Problem details:
The span to copy runs from the line containing "Where can you see the person's" to the last line below. Copy it exactly, with nothing else.

Data:
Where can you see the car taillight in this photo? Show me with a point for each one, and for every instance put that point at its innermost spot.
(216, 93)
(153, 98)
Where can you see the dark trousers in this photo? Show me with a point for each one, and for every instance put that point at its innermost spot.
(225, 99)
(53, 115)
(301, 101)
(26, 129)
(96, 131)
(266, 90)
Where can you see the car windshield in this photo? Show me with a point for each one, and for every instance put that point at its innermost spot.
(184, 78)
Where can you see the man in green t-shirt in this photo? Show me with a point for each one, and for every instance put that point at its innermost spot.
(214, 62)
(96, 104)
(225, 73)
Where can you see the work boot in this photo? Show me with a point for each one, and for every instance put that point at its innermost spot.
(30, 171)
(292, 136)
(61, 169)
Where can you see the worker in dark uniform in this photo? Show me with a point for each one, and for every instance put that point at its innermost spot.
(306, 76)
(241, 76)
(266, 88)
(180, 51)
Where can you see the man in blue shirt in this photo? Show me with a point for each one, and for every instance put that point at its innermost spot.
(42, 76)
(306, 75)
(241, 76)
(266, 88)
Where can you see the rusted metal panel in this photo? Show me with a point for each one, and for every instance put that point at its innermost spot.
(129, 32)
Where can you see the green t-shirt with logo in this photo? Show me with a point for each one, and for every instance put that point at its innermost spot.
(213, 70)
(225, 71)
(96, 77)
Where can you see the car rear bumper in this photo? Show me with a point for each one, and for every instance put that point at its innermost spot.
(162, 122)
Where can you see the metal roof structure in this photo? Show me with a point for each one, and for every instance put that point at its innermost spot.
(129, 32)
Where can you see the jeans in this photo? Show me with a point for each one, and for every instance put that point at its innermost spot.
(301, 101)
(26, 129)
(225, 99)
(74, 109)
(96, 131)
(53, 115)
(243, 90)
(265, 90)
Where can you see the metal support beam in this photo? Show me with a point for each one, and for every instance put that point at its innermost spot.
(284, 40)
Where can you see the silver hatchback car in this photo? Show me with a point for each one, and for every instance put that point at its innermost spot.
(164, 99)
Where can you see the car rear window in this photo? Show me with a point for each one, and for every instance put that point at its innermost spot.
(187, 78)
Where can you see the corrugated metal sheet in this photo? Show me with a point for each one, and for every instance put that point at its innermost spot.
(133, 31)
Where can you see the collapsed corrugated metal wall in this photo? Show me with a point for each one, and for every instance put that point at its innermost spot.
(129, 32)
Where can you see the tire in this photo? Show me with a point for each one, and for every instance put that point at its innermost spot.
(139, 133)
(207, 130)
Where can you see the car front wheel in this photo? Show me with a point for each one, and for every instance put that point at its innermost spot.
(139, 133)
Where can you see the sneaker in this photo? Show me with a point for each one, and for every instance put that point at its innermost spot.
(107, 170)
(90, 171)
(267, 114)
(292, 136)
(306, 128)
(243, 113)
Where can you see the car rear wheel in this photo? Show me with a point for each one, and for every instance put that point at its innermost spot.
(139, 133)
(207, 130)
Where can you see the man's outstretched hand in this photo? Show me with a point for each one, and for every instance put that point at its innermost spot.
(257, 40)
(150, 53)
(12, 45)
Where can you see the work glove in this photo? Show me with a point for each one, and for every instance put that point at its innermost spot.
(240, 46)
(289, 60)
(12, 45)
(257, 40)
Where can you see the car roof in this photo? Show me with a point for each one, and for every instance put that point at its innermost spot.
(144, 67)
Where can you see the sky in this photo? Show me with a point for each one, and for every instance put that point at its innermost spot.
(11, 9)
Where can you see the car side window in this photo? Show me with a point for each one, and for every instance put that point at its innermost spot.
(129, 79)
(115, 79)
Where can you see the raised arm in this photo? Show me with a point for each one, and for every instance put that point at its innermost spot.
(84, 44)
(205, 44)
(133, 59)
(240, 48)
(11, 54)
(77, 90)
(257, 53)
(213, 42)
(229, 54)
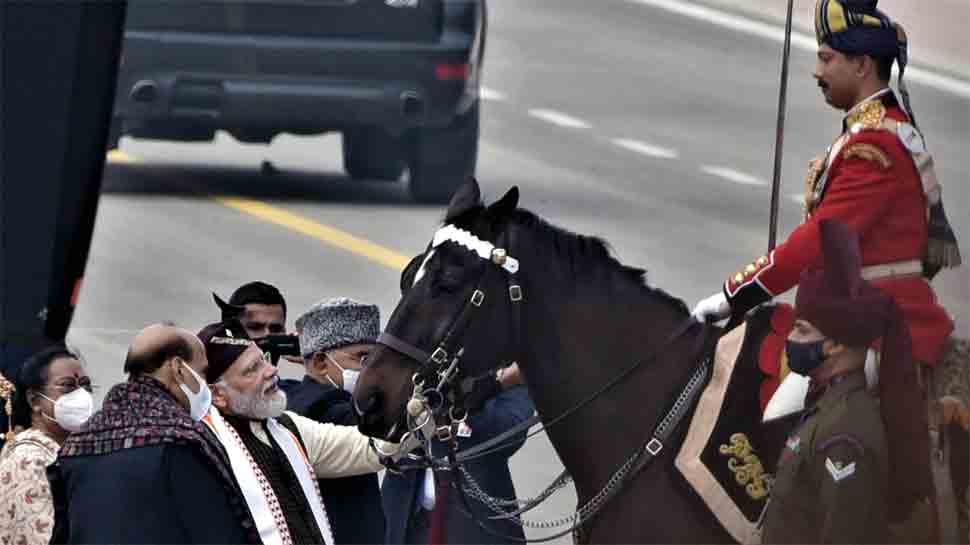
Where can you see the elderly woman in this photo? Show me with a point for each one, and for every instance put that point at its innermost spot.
(51, 398)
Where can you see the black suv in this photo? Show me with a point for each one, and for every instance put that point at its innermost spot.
(398, 78)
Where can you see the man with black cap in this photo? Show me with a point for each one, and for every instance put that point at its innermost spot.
(854, 463)
(258, 306)
(336, 336)
(145, 469)
(276, 456)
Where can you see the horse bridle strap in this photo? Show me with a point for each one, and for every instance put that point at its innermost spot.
(403, 347)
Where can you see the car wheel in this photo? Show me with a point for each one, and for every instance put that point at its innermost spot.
(372, 154)
(443, 158)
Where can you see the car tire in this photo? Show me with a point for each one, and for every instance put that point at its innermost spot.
(372, 154)
(441, 159)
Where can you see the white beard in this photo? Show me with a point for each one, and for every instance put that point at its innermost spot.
(257, 406)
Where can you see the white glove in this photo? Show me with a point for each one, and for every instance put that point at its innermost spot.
(713, 308)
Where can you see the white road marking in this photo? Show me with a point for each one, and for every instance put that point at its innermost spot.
(646, 149)
(800, 40)
(559, 118)
(732, 175)
(493, 95)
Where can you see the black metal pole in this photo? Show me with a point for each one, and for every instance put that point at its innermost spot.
(780, 131)
(58, 63)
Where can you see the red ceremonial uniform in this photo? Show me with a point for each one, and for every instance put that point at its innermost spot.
(869, 181)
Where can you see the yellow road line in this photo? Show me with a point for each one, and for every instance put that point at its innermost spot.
(325, 233)
(119, 157)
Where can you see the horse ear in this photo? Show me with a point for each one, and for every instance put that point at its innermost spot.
(507, 203)
(468, 196)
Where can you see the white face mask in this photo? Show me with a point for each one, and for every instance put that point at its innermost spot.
(72, 410)
(199, 402)
(349, 376)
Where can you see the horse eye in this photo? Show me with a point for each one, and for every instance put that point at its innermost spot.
(449, 279)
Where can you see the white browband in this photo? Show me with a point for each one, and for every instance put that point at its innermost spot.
(482, 248)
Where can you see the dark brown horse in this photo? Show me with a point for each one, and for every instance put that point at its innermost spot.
(583, 318)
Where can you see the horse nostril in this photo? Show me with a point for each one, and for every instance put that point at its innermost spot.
(367, 404)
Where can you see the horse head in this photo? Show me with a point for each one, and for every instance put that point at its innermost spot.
(457, 301)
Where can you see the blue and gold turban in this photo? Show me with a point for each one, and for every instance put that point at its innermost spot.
(856, 27)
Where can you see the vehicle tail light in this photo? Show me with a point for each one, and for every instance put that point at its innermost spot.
(451, 71)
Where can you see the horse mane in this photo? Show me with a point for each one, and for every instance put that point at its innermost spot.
(586, 255)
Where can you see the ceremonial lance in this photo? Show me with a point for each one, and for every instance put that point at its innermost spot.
(780, 130)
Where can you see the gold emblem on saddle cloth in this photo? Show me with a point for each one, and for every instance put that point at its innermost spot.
(746, 466)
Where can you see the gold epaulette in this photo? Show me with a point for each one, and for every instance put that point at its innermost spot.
(868, 116)
(868, 152)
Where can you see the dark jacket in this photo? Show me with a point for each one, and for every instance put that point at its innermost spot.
(408, 522)
(353, 503)
(165, 493)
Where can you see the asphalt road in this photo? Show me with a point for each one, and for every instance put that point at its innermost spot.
(617, 118)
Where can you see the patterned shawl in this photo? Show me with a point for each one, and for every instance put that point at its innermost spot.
(142, 412)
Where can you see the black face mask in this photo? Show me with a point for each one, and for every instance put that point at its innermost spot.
(803, 358)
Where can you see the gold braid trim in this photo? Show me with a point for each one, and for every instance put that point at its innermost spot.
(7, 390)
(868, 152)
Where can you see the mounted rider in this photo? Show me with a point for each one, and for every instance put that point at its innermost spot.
(878, 178)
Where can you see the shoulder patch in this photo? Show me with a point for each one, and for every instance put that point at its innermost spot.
(868, 152)
(838, 470)
(842, 439)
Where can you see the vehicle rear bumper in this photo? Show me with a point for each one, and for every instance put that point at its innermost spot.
(284, 84)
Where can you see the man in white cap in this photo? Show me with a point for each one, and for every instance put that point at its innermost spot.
(336, 335)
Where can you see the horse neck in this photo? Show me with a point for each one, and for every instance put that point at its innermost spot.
(576, 345)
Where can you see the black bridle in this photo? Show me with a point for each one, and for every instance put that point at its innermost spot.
(434, 385)
(437, 389)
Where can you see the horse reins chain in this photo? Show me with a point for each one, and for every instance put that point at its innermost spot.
(637, 462)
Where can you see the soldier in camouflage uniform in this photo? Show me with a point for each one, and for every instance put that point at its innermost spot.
(833, 482)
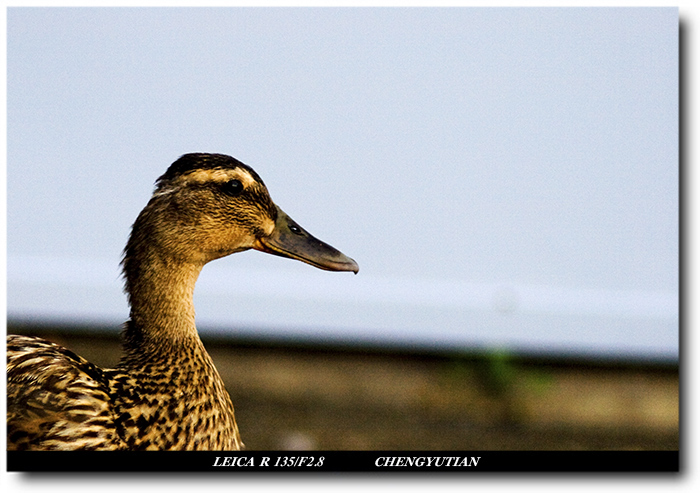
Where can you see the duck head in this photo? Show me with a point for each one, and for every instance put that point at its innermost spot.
(207, 206)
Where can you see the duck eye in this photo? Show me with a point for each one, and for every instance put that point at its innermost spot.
(294, 228)
(232, 187)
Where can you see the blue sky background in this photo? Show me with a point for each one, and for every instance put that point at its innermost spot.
(525, 159)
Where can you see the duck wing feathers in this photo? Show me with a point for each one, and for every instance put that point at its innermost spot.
(57, 400)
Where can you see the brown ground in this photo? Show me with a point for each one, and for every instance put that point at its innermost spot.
(333, 399)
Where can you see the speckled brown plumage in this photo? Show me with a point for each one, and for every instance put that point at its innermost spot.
(165, 393)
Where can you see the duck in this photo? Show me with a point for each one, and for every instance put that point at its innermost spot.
(165, 392)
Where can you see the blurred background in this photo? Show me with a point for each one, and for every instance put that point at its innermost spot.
(507, 180)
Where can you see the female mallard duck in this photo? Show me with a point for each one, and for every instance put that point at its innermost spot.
(165, 393)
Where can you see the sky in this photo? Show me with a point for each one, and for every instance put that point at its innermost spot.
(504, 177)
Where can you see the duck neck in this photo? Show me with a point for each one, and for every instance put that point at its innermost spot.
(160, 291)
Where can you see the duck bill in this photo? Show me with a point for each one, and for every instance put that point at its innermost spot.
(292, 241)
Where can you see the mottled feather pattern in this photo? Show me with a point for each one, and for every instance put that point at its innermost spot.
(165, 393)
(56, 399)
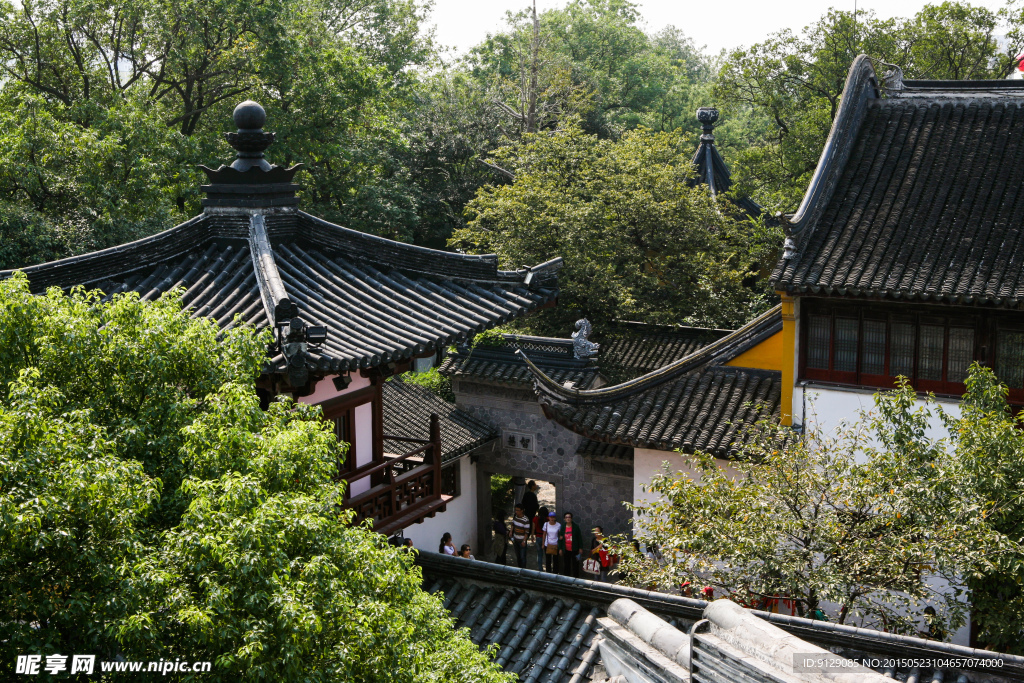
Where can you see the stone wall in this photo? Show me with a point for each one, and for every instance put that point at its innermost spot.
(593, 492)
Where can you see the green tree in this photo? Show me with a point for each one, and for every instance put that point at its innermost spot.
(150, 509)
(873, 517)
(792, 84)
(591, 59)
(108, 109)
(639, 242)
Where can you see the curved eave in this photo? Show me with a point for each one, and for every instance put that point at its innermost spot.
(1011, 302)
(722, 350)
(711, 412)
(121, 260)
(861, 85)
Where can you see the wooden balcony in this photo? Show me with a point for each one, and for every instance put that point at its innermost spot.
(406, 488)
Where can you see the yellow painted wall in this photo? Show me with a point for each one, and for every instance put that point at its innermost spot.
(766, 355)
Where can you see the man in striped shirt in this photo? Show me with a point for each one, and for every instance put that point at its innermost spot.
(520, 531)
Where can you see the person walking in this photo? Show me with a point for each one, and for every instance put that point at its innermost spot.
(569, 547)
(539, 519)
(529, 502)
(446, 547)
(551, 536)
(520, 536)
(599, 550)
(500, 545)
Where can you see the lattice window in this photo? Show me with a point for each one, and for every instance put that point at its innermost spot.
(865, 345)
(873, 360)
(846, 345)
(961, 353)
(451, 479)
(1010, 358)
(930, 352)
(818, 341)
(901, 350)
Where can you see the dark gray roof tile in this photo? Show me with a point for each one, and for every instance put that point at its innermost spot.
(632, 349)
(407, 413)
(381, 300)
(927, 206)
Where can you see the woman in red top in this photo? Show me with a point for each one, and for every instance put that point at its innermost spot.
(539, 519)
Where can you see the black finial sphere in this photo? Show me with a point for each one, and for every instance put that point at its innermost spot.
(249, 116)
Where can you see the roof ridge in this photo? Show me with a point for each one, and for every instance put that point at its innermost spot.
(119, 250)
(755, 331)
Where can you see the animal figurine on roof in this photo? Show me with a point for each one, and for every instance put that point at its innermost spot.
(583, 348)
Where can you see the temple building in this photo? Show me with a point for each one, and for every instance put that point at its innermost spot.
(347, 309)
(903, 259)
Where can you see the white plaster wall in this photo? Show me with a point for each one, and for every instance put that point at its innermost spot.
(823, 408)
(459, 517)
(325, 388)
(648, 462)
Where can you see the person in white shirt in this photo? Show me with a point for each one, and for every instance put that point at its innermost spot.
(446, 546)
(551, 529)
(520, 534)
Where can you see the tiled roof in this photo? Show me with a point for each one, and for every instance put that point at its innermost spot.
(694, 403)
(381, 300)
(924, 197)
(714, 172)
(632, 349)
(545, 625)
(500, 365)
(602, 451)
(407, 413)
(707, 411)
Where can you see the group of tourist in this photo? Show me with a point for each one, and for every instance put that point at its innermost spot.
(446, 547)
(559, 545)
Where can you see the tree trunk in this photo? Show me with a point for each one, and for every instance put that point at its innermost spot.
(535, 66)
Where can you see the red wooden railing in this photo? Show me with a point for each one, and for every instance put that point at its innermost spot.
(403, 487)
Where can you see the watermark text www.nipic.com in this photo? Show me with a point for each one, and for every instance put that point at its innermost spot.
(34, 665)
(812, 663)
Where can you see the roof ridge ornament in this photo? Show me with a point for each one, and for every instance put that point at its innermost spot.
(708, 116)
(251, 181)
(582, 347)
(892, 80)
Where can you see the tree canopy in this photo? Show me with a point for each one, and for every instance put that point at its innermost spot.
(150, 509)
(639, 242)
(875, 518)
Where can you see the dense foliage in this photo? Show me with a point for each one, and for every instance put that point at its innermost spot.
(150, 509)
(639, 242)
(791, 84)
(877, 519)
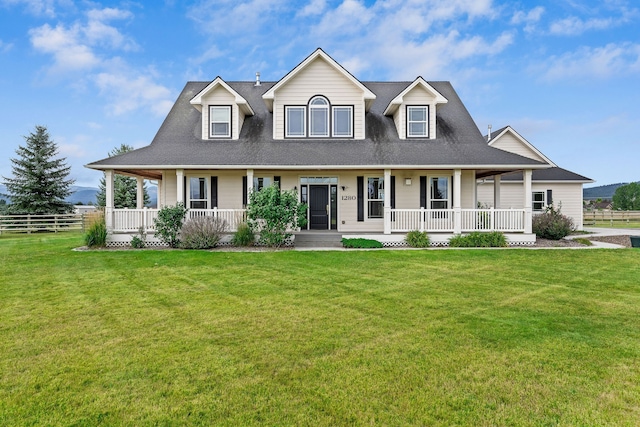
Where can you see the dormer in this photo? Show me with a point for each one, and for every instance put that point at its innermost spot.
(414, 110)
(223, 110)
(319, 99)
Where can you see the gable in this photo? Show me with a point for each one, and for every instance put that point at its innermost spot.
(509, 140)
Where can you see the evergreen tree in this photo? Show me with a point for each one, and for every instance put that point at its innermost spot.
(39, 184)
(124, 188)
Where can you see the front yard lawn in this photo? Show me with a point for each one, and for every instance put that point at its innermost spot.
(444, 337)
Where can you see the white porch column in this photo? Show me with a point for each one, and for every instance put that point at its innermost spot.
(528, 216)
(139, 192)
(180, 186)
(108, 208)
(496, 191)
(387, 201)
(457, 209)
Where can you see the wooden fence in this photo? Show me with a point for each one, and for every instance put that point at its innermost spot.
(609, 215)
(36, 223)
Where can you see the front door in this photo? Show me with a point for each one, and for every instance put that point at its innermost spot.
(318, 207)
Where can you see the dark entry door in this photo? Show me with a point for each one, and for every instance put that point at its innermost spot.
(318, 207)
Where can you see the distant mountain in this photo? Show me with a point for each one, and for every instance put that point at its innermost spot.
(87, 195)
(604, 192)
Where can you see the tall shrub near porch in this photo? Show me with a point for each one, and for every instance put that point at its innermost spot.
(274, 213)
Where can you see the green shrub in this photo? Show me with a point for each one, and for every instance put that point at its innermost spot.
(494, 239)
(96, 236)
(274, 213)
(139, 241)
(168, 224)
(418, 239)
(551, 224)
(202, 232)
(361, 243)
(243, 236)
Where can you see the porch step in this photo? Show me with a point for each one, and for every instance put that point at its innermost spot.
(318, 239)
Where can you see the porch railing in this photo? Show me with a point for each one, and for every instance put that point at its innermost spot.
(130, 220)
(443, 220)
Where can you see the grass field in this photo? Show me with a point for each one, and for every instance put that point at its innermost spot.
(614, 224)
(435, 337)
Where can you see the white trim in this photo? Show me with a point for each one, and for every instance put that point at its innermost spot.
(270, 95)
(242, 103)
(523, 141)
(399, 100)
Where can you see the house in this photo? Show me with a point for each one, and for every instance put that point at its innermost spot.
(553, 186)
(369, 158)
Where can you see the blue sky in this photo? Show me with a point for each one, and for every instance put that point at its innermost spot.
(564, 73)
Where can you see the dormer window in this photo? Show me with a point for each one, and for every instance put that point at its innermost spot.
(418, 121)
(319, 117)
(220, 121)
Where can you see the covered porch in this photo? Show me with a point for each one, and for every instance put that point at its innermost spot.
(393, 224)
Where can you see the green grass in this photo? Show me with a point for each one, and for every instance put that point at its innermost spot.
(613, 224)
(472, 337)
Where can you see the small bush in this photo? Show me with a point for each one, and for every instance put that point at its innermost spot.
(551, 224)
(361, 243)
(139, 241)
(203, 232)
(494, 239)
(96, 236)
(168, 224)
(418, 239)
(243, 236)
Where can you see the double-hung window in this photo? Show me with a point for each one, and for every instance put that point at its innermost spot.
(343, 121)
(439, 192)
(220, 121)
(417, 121)
(319, 117)
(375, 197)
(538, 201)
(295, 121)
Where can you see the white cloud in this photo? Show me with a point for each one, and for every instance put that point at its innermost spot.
(129, 91)
(599, 62)
(39, 7)
(74, 46)
(572, 25)
(314, 7)
(530, 19)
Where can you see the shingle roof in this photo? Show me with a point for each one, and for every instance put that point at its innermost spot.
(178, 142)
(551, 174)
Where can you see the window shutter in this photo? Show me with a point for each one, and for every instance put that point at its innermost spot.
(244, 191)
(360, 198)
(214, 192)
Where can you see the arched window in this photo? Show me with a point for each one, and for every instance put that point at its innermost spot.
(319, 117)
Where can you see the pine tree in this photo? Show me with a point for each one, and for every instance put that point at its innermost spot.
(124, 188)
(39, 184)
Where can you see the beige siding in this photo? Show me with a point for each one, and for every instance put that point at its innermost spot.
(220, 96)
(511, 196)
(510, 143)
(319, 78)
(417, 96)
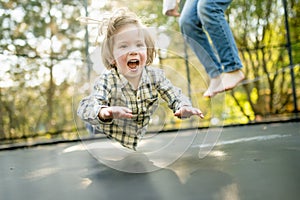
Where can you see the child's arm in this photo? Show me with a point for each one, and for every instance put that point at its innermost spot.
(108, 113)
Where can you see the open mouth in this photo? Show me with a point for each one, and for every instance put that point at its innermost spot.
(133, 64)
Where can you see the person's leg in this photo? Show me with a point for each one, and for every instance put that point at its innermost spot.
(212, 17)
(195, 36)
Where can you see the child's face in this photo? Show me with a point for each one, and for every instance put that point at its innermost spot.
(130, 51)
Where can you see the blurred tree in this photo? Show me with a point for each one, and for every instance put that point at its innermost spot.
(40, 42)
(259, 30)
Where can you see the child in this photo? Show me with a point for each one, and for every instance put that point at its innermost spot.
(223, 68)
(126, 95)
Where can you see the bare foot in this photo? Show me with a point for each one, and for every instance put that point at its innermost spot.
(231, 79)
(214, 83)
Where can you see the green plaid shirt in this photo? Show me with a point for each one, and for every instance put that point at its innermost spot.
(113, 89)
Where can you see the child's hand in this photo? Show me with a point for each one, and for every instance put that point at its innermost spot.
(187, 111)
(117, 112)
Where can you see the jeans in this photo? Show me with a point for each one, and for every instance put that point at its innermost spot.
(201, 17)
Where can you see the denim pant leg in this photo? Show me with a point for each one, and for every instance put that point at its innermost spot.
(211, 13)
(195, 36)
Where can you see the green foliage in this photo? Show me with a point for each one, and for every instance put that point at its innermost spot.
(42, 46)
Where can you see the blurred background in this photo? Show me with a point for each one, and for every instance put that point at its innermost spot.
(48, 62)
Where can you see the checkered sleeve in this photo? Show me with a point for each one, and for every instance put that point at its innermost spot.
(90, 106)
(171, 94)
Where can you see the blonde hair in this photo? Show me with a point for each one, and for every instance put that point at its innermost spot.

Response area:
Where can you see the person's leg in this photo? Show me with a point for each one, and for every instance put that point at its innermost spot.
(212, 17)
(195, 36)
Where can you see the child's face in this photo? Show me with a point for each one, and for every instance put that point at its innermost spot.
(130, 51)
Where can you see the blurred tree in this photo? Show me with a point for each one, and for every instance put that point at its innermost spot.
(40, 42)
(259, 30)
Where can you see the child in this photo? Show me with a point for each one, and for every instance put that point at its innermost spot.
(223, 68)
(126, 95)
Where can you see the bare foot in this photo? Show me with a point for each one, and for every instance put that point at its innermost spot.
(231, 79)
(214, 83)
Where can you see the green plaid shirt in this photo? Show me with a point for each one, and for every instance put that point at its innermost spot.
(113, 89)
Where can you see the child's hand in this photo? Show me with a point for each one, and for every instance put that point at its innermost spot.
(187, 111)
(117, 112)
Where can you see the jeans in this photo? Show me with a point for each one, and for every instance put that point at its innermost spot.
(201, 17)
Where can you see the denim pant leg in this photo? Show me with a point for each one, and for every instance put that point at its innermost spot.
(211, 13)
(195, 36)
Where can you see the green foliage in this photo? Show me with a point for each one, and for every instance put that point at its innermost spot.
(42, 46)
Where can you see the blurred background in this photo? Show me with a point for each one, and for every instance put that point at its innermost spot.
(48, 62)
Where can you see the checkered sleeve in this photo? Show me with a point for each one, and for every instance put that point at its innermost spot.
(90, 106)
(171, 94)
Where can you see the blonde hair in this photo? Show me with a point for each one, and for every instance put that point at its innermost spot.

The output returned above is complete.